The most common cause is overly restrictive include_only_paths or exclude_paths filters.

Debugging Steps:

Test without filters first - Run a small crawl (e.g., max_pages=10) without any path filters to verify URL discovery works
Add filters incrementally - Start with broad patterns and gradually make them more specific
Check pattern syntax - Ensure patterns use correct wildcards:
- * matches any characters within a path segment
- ** matches across multiple path segments
- Example: /products/** matches all product pages
Review crawled URLs - Use /crawl/{uuid}/urls endpoint to see which URLs were discovered

Enable Sitemaps

If your target website has a sitemap, enable use_sitemaps=true for better URL discovery. Sitemaps provide a comprehensive list of URLs that might not be linked from the homepage.

Verify Starting URL

Ensure your starting URL is accessible and contains the links you expect. Test it manually in a browser to verify.

Crawler Not Following External Links

If you expect the crawler to follow links to external domains but it's not happening, here's what to check:

Common Issues:

Missing follow_external_links=true - By default, the crawler stays within the starting domain. You must explicitly enable external link following.

### [PROBLEMS TO WORK ON]
1. Reproduce the passage of the crawler troubleshooting text from "Verify Starting URL" to "external link following." verbatim.
2. Duplicate, character for character, the lines of the records from the line with "tag: eyeglass lens" to the line with "M201 58L197 59L186", including both of those lines.

### [SOURCE DATA]
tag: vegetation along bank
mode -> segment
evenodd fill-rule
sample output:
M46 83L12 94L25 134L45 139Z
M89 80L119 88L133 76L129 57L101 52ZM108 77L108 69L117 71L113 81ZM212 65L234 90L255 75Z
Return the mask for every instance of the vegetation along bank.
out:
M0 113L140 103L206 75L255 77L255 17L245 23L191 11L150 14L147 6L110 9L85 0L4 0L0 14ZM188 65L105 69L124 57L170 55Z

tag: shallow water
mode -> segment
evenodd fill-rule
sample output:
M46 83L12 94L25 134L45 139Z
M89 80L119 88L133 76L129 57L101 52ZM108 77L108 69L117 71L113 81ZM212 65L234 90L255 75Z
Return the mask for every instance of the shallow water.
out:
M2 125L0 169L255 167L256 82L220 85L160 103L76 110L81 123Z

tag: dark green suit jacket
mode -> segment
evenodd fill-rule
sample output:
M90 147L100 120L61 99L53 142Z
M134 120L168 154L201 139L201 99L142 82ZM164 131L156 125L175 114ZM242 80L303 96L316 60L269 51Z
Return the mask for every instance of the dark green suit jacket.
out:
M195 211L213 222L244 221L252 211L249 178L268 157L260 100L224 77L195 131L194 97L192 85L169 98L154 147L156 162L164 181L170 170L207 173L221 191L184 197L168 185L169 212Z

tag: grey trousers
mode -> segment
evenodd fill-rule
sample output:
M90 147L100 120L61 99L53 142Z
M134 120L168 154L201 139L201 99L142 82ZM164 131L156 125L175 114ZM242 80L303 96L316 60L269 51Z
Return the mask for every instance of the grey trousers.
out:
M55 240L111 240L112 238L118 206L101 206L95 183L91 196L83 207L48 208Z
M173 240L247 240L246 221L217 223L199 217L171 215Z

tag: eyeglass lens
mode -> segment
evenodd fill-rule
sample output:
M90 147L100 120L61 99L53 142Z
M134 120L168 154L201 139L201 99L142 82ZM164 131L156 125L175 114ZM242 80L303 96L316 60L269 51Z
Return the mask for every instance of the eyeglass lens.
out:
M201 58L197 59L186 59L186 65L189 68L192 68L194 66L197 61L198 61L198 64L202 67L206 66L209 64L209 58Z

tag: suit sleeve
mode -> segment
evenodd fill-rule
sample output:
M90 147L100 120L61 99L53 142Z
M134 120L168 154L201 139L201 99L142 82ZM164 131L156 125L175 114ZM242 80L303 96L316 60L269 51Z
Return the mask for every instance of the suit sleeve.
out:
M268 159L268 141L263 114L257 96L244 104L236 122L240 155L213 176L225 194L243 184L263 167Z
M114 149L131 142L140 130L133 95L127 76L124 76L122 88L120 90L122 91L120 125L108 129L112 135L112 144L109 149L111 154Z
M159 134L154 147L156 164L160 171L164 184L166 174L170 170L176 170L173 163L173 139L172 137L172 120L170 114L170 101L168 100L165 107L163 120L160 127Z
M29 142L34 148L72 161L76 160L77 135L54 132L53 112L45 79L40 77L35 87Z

### [COMPLETED EXERCISE]
1.
Verify Starting URL

Ensure your starting URL is accessible and contains the links you expect. Test it manually in a browser to verify.

Crawler Not Following External Links

If you expect the crawler to follow links to external domains but it's not happening, here's what to check:

Common Issues:

Missing follow_external_links=true - By default, the crawler stays within the starting domain. You must explicitly enable external link following.

2.
tag: eyeglass lens
mode -> segment
evenodd fill-rule
sample output:
M90 147L100 120L61 99L53 142Z
M134 120L168 154L201 139L201 99L142 82ZM164 131L156 125L175 114ZM242 80L303 96L316 60L269 51Z
Return the mask for every instance of the eyeglass lens.
out:
M201 58L197 59L186 59L186 65L189 68L192 68L194 66L197 61L198 61L198 64L202 67L206 66L209 64L209 58Z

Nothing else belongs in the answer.